> **EXTRACT**
►

The demand-diverting effects are obvious all around you because of the shortage of gasoline and the rising price of gasoline. People have cut down on their purchase of cars. They are down 32 percent on the last period and, much more importantly, the standard car purchases are down over 50 percent. The dollar weight on the cutback in the automobile industry is horrendous. People aren't buying campers and boats and tourist services. A lot of that demand is diverted, where does it go? Well part of it goes to other purchases but some of it simply goes into savings, it is taken off the consumer market. When you don't buy a car, you don't go right out and buy something else instead you simply don't take out as much installment debt, and that is algebraically an increase in savings. Now in spite of inflation we have had a considerable increase in savings and that is no mean trick. In that connection, I should share with you a sign I saw outside the Holy Nativity Lutheran Church in Minneapolis. It read as follows: "Jesus saves and, in these days of inflation, that's a miracle." I thought you would appreciate that little religious note. It isn't so much the shortage as the petroleum price explosion that is "killing us softly."

Now the more interesting effect, and the one that is less understood, is the demand-absorbing effect. The zooming petroleum prices are absorbing $15 to $20 billion that we might otherwise be spending on other things. I wonder how many are aware that for 20 years petroleum prices at the refinery went up only one percent a year from 1953 to 1973 and then jumped 125 percent in one year, 1973. Those are spot prices, you know, the auction prices in the market place. If you knock off, as I do, a conservative 25 percent, it still makes a pretty brisk comparison. One per cent a year for twenty years and 100 per cent the past year.

◄

> **DATA LINES**
►

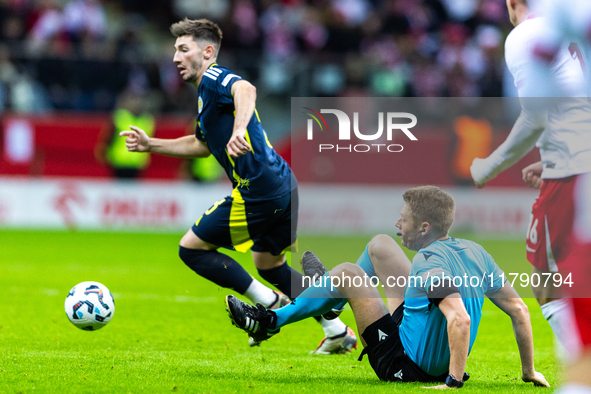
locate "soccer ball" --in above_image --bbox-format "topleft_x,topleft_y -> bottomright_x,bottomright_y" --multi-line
65,282 -> 115,331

◄

> **INSTRUCTIONS**
1: List every kind of purchase that the passage on petroleum prices says people have cut down on or are not buying.
2: According to the passage on petroleum prices, by how much did petroleum prices at the refinery jump in 1973?
3: Reproduce the passage on petroleum prices word for word, from "Now the more" up to and including "the past year.".

> **SOLUTION SET**
1: cars, campers, boats, tourist services

2: 125 percent

3:
Now the more interesting effect, and the one that is less understood, is the demand-absorbing effect. The zooming petroleum prices are absorbing $15 to $20 billion that we might otherwise be spending on other things. I wonder how many are aware that for 20 years petroleum prices at the refinery went up only one percent a year from 1953 to 1973 and then jumped 125 percent in one year, 1973. Those are spot prices, you know, the auction prices in the market place. If you knock off, as I do, a conservative 25 percent, it still makes a pretty brisk comparison. One per cent a year for twenty years and 100 per cent the past year.